# Start of INFORMATION SUPPLIED

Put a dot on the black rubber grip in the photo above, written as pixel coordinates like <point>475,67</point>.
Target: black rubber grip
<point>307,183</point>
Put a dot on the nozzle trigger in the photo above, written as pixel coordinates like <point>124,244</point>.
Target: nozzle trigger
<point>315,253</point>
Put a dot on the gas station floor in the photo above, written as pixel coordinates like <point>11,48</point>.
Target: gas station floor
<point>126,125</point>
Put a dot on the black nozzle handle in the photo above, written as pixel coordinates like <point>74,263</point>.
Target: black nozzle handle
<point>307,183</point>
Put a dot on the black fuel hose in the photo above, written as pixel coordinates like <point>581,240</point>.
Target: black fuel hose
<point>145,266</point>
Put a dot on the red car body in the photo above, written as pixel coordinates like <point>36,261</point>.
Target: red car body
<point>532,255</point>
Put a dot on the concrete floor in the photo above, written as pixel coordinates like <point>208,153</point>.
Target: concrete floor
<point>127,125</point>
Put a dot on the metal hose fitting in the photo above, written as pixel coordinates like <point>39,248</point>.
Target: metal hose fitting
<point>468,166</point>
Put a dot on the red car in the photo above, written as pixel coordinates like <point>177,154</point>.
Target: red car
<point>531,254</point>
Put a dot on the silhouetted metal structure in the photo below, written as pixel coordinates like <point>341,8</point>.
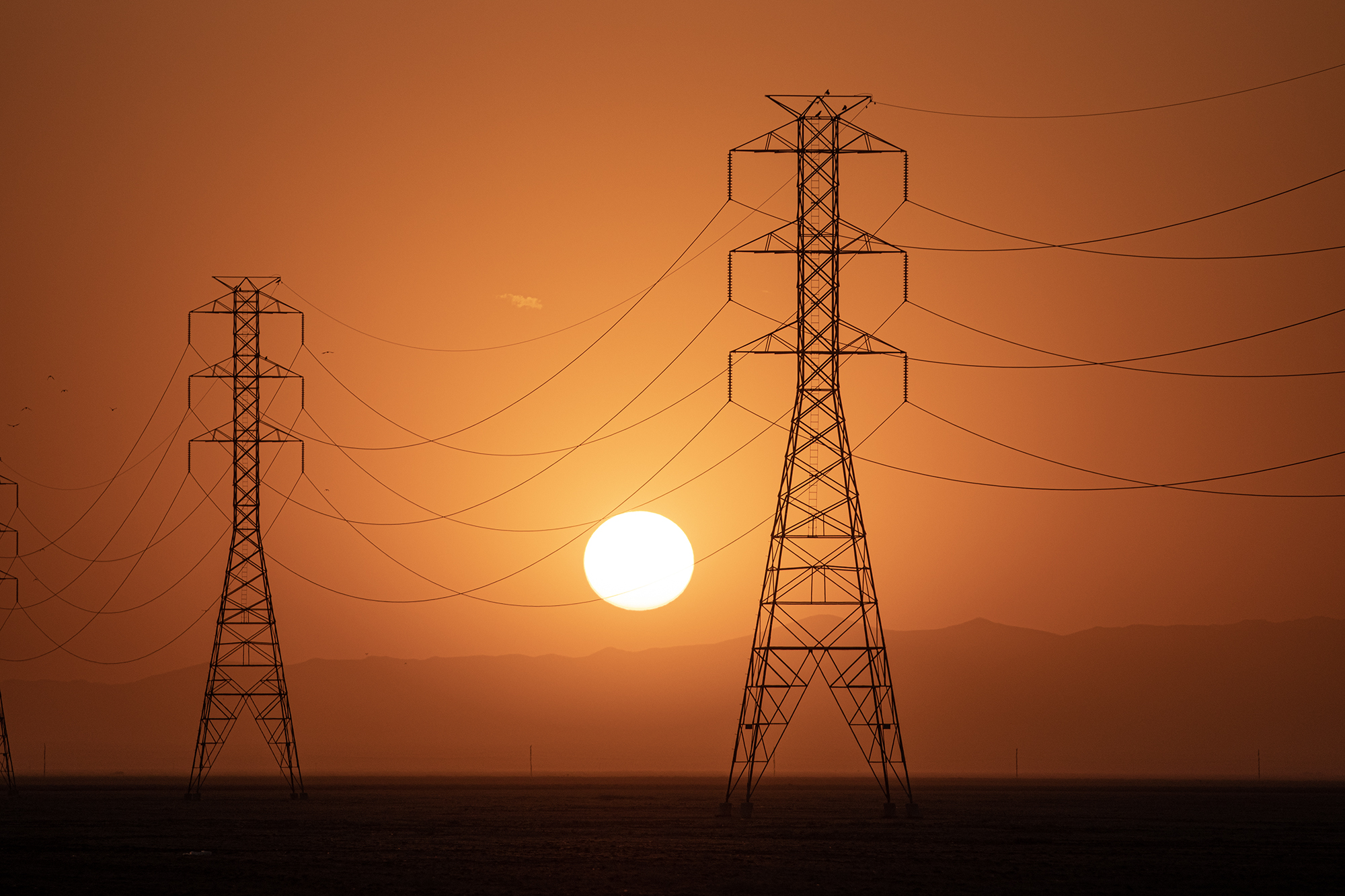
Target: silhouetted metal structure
<point>818,560</point>
<point>247,673</point>
<point>10,537</point>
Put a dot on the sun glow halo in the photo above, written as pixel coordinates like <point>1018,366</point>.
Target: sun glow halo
<point>638,560</point>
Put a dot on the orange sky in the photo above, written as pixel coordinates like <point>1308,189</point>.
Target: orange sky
<point>408,166</point>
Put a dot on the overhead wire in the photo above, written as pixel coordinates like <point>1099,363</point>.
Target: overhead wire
<point>549,466</point>
<point>496,581</point>
<point>139,556</point>
<point>134,446</point>
<point>1179,486</point>
<point>1121,364</point>
<point>672,270</point>
<point>1117,112</point>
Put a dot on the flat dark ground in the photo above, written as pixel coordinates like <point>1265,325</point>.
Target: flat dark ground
<point>660,836</point>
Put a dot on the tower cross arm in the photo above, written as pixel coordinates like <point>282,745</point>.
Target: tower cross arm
<point>267,370</point>
<point>816,112</point>
<point>267,432</point>
<point>849,241</point>
<point>267,304</point>
<point>851,341</point>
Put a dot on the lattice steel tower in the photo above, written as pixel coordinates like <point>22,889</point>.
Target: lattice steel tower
<point>10,538</point>
<point>818,560</point>
<point>247,673</point>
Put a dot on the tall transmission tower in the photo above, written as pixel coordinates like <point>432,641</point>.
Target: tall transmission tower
<point>11,538</point>
<point>247,673</point>
<point>818,560</point>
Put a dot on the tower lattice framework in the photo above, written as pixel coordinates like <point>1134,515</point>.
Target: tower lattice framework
<point>247,674</point>
<point>11,538</point>
<point>818,560</point>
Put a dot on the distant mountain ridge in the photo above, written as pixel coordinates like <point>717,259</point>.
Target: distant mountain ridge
<point>1141,700</point>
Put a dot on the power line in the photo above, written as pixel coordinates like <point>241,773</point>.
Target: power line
<point>510,345</point>
<point>552,553</point>
<point>500,454</point>
<point>1178,486</point>
<point>1121,364</point>
<point>123,464</point>
<point>1117,112</point>
<point>516,486</point>
<point>1121,236</point>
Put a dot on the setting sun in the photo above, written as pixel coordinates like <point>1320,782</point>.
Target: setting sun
<point>638,560</point>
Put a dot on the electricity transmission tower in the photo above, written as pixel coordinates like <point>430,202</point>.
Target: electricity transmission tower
<point>10,537</point>
<point>247,673</point>
<point>818,560</point>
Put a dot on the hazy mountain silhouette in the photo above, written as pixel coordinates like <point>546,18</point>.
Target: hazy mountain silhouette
<point>1143,700</point>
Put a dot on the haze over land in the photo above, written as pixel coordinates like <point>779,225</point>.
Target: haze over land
<point>1144,700</point>
<point>471,202</point>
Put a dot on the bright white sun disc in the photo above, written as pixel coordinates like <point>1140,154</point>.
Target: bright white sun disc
<point>638,560</point>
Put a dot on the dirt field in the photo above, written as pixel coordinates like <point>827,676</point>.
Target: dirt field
<point>660,836</point>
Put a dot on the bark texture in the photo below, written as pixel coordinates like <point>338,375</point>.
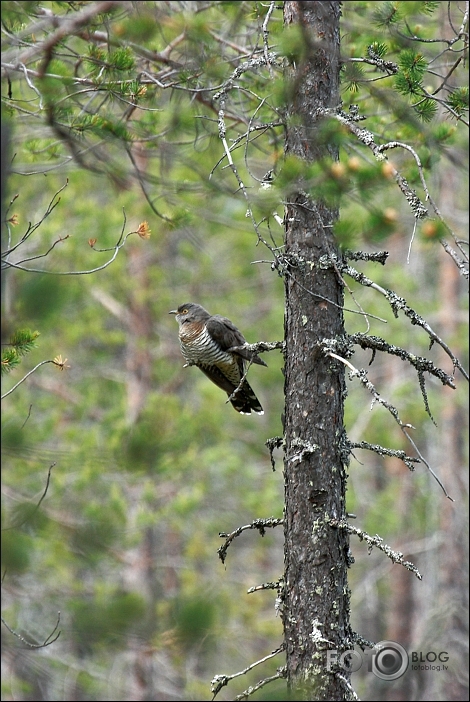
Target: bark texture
<point>316,612</point>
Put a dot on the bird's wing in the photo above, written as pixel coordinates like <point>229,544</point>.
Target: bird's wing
<point>226,334</point>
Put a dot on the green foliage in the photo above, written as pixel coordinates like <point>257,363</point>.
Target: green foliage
<point>21,342</point>
<point>151,463</point>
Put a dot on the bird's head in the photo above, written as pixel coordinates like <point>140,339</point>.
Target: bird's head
<point>190,312</point>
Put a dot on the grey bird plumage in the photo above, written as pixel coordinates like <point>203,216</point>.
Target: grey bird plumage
<point>206,341</point>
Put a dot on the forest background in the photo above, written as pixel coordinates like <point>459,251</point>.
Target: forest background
<point>149,463</point>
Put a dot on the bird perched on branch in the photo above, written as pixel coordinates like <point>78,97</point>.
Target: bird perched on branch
<point>207,341</point>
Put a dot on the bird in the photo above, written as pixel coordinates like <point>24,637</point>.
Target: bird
<point>207,341</point>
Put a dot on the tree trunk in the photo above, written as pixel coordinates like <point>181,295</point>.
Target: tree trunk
<point>316,611</point>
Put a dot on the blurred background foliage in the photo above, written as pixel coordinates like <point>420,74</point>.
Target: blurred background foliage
<point>150,463</point>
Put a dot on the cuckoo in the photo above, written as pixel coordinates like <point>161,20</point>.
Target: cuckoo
<point>207,341</point>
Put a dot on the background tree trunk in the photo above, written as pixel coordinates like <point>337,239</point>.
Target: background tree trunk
<point>316,615</point>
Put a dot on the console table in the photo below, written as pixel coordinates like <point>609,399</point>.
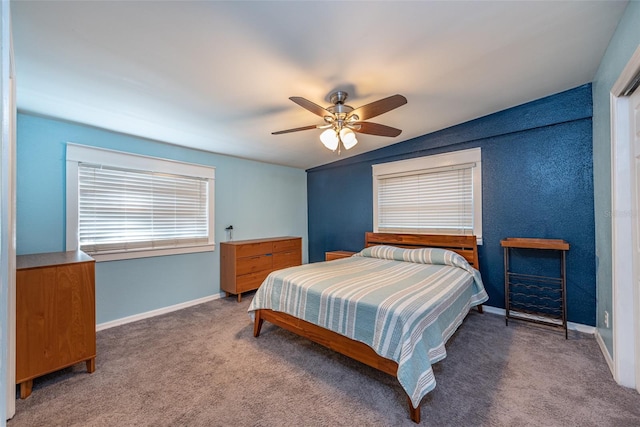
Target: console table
<point>536,298</point>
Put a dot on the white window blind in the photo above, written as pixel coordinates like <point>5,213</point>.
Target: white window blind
<point>122,205</point>
<point>439,201</point>
<point>438,194</point>
<point>121,209</point>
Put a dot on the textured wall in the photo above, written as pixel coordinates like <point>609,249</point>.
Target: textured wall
<point>537,181</point>
<point>259,199</point>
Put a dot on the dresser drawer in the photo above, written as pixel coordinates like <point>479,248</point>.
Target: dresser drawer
<point>286,259</point>
<point>251,249</point>
<point>254,263</point>
<point>286,245</point>
<point>249,282</point>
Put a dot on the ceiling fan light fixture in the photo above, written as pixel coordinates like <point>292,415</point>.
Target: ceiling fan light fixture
<point>330,139</point>
<point>348,138</point>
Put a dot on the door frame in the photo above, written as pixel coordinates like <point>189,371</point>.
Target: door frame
<point>625,295</point>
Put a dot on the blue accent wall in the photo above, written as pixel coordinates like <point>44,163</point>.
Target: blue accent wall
<point>258,199</point>
<point>537,181</point>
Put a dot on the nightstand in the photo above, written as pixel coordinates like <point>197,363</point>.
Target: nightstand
<point>329,256</point>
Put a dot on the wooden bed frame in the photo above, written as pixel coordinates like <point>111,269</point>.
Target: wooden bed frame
<point>464,245</point>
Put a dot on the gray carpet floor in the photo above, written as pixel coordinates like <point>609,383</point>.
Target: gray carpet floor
<point>202,366</point>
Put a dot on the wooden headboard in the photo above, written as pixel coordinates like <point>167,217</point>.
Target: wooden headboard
<point>466,246</point>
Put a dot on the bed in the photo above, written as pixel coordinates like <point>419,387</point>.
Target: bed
<point>392,306</point>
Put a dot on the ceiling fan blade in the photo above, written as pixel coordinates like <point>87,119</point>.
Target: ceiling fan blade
<point>296,129</point>
<point>314,108</point>
<point>375,129</point>
<point>379,107</point>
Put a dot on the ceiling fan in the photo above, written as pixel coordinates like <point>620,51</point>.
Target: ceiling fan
<point>342,121</point>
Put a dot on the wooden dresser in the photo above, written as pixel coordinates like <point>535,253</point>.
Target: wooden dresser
<point>244,264</point>
<point>55,314</point>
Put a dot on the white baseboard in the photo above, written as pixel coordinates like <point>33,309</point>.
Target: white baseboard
<point>157,312</point>
<point>605,353</point>
<point>570,325</point>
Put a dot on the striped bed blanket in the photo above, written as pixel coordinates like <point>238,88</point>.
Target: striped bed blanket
<point>403,303</point>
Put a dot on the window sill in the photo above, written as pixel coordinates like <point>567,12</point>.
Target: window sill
<point>102,257</point>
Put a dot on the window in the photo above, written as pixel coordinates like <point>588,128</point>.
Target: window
<point>121,205</point>
<point>439,194</point>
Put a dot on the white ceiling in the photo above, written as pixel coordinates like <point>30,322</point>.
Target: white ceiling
<point>217,76</point>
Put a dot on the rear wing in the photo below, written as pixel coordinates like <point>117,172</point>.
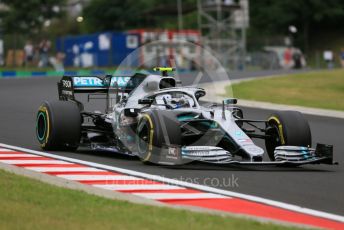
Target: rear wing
<point>69,85</point>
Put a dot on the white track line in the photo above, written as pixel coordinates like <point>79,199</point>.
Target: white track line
<point>179,196</point>
<point>165,180</point>
<point>65,169</point>
<point>99,177</point>
<point>126,187</point>
<point>15,162</point>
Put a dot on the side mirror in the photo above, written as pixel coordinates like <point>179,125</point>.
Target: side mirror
<point>230,101</point>
<point>128,112</point>
<point>145,101</point>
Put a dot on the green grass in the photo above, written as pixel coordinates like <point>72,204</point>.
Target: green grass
<point>29,204</point>
<point>323,89</point>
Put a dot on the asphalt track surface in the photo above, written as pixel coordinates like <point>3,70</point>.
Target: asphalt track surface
<point>318,187</point>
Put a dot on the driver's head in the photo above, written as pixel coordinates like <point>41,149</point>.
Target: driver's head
<point>179,103</point>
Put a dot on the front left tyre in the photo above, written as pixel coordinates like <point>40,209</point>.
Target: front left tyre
<point>58,125</point>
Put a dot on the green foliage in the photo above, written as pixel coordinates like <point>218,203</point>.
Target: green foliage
<point>102,15</point>
<point>309,16</point>
<point>28,16</point>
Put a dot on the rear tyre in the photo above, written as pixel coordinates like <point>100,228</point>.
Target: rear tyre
<point>156,129</point>
<point>58,125</point>
<point>287,128</point>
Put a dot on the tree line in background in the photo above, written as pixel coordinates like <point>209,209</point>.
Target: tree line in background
<point>268,18</point>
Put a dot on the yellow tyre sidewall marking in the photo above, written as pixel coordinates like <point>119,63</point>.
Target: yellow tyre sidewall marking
<point>45,110</point>
<point>280,128</point>
<point>150,146</point>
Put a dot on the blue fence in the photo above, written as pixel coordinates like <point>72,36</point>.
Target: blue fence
<point>99,49</point>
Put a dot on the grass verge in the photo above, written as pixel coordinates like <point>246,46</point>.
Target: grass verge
<point>29,204</point>
<point>323,89</point>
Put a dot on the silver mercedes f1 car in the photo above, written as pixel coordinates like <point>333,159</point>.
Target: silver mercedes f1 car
<point>156,119</point>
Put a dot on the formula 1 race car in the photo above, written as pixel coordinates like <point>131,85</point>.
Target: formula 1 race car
<point>156,119</point>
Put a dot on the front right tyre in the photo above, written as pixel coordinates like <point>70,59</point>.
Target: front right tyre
<point>287,128</point>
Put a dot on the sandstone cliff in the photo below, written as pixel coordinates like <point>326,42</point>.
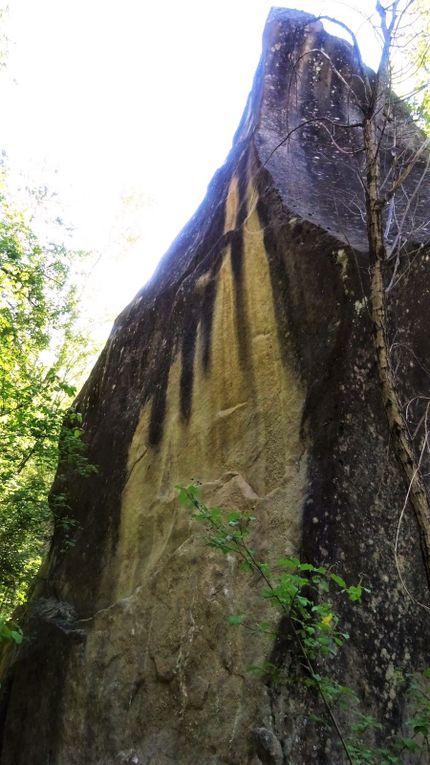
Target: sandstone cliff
<point>248,364</point>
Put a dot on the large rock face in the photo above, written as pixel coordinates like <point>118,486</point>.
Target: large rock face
<point>247,364</point>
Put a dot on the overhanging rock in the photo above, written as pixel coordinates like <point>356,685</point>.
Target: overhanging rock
<point>247,363</point>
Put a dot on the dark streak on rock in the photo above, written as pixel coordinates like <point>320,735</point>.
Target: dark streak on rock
<point>237,255</point>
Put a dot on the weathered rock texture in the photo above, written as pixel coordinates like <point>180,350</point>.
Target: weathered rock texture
<point>248,364</point>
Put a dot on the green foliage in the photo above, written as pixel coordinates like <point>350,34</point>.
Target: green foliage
<point>39,346</point>
<point>10,632</point>
<point>303,598</point>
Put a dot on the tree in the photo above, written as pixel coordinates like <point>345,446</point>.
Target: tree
<point>40,354</point>
<point>390,157</point>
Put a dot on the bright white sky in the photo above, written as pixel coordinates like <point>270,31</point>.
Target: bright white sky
<point>125,108</point>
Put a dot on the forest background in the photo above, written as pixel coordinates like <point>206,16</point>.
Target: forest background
<point>47,349</point>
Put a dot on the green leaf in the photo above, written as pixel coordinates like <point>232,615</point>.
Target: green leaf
<point>235,618</point>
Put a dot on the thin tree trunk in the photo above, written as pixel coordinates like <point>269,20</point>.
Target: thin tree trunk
<point>398,427</point>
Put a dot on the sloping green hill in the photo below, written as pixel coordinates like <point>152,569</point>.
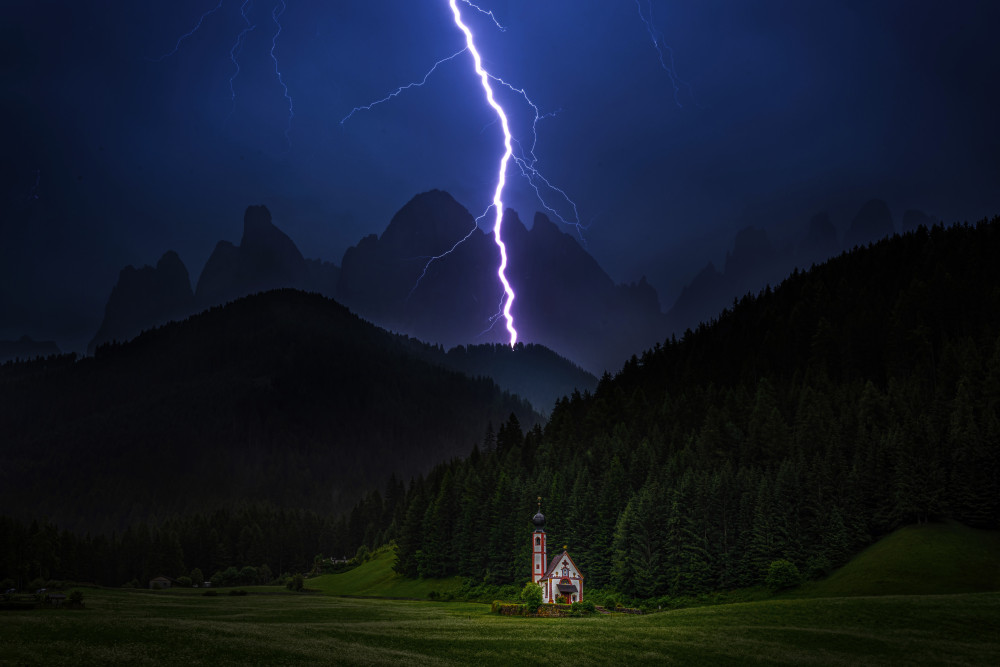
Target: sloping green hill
<point>376,578</point>
<point>919,559</point>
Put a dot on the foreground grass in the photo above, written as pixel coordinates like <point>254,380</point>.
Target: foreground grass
<point>376,578</point>
<point>919,559</point>
<point>140,627</point>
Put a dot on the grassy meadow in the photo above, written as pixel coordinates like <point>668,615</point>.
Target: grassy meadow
<point>376,578</point>
<point>854,617</point>
<point>142,627</point>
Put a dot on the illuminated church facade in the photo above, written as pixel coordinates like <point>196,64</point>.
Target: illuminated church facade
<point>558,577</point>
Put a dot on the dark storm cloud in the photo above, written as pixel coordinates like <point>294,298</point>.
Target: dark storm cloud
<point>793,107</point>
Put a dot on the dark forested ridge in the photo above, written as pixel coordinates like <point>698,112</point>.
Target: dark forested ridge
<point>283,397</point>
<point>802,424</point>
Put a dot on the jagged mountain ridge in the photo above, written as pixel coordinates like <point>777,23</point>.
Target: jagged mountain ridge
<point>564,299</point>
<point>755,262</point>
<point>283,397</point>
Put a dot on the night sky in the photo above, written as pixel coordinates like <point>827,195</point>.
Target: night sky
<point>113,154</point>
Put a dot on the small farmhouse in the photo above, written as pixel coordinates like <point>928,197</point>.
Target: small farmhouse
<point>560,577</point>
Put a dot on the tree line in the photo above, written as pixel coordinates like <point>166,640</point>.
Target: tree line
<point>802,424</point>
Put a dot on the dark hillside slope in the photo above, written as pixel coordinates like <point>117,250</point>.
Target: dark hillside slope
<point>283,397</point>
<point>803,424</point>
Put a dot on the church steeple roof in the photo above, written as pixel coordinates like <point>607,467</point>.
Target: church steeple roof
<point>539,519</point>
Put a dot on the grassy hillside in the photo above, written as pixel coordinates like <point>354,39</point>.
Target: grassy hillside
<point>919,559</point>
<point>141,627</point>
<point>376,578</point>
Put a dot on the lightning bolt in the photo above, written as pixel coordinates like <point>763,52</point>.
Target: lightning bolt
<point>275,15</point>
<point>395,93</point>
<point>484,77</point>
<point>486,13</point>
<point>237,50</point>
<point>525,159</point>
<point>190,32</point>
<point>666,60</point>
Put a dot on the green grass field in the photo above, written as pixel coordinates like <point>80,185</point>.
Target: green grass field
<point>376,578</point>
<point>163,628</point>
<point>836,622</point>
<point>927,559</point>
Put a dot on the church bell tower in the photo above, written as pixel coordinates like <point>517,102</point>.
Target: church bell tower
<point>538,545</point>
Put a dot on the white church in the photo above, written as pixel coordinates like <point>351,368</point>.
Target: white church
<point>561,576</point>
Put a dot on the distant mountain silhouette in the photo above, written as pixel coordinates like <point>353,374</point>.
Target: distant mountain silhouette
<point>533,372</point>
<point>265,259</point>
<point>281,397</point>
<point>873,222</point>
<point>564,301</point>
<point>25,348</point>
<point>755,262</point>
<point>145,298</point>
<point>820,242</point>
<point>913,219</point>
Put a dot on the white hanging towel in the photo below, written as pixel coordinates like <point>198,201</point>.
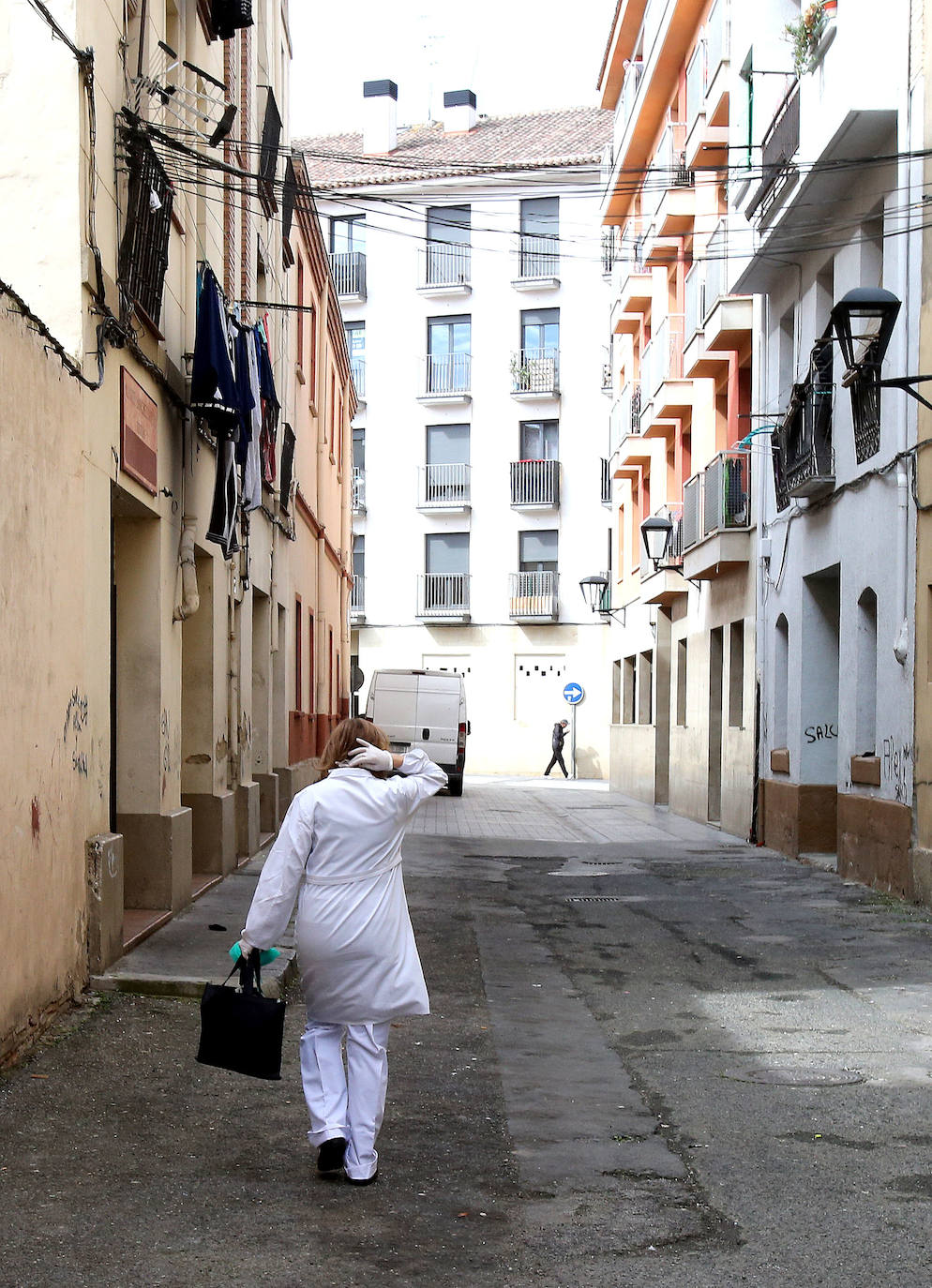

# End of INFORMATION SUPPLIED

# TASK REQUIREMENTS
Can you pull out the lines of the records above verbatim, beginning at the line that contains "Put a dot on the console" and stopping after the line that contains "<point>348,138</point>", with the pictures left out?

# FINAL ANSWER
Put a dot on the console table in the photo below, written as pixel coordinates like <point>609,399</point>.
Target: console table
<point>536,298</point>
Put a dot on the white window blind in the photo above, written as pixel coordinates like <point>5,213</point>.
Target: white window blind
<point>122,205</point>
<point>439,201</point>
<point>438,194</point>
<point>121,209</point>
Put a dot on the textured wall in the photo above, written as pixel coordinates like <point>609,249</point>.
Target: textured wall
<point>537,181</point>
<point>259,199</point>
Put a dot on the dresser drawer in the photo above, written as pixel coordinates like <point>479,248</point>.
Target: dresser drawer
<point>286,259</point>
<point>251,249</point>
<point>254,263</point>
<point>286,245</point>
<point>249,282</point>
Put a dot on the ceiling fan light fixture in the photo above, written as pixel coordinates like <point>292,415</point>.
Target: ceiling fan light fixture
<point>330,139</point>
<point>348,138</point>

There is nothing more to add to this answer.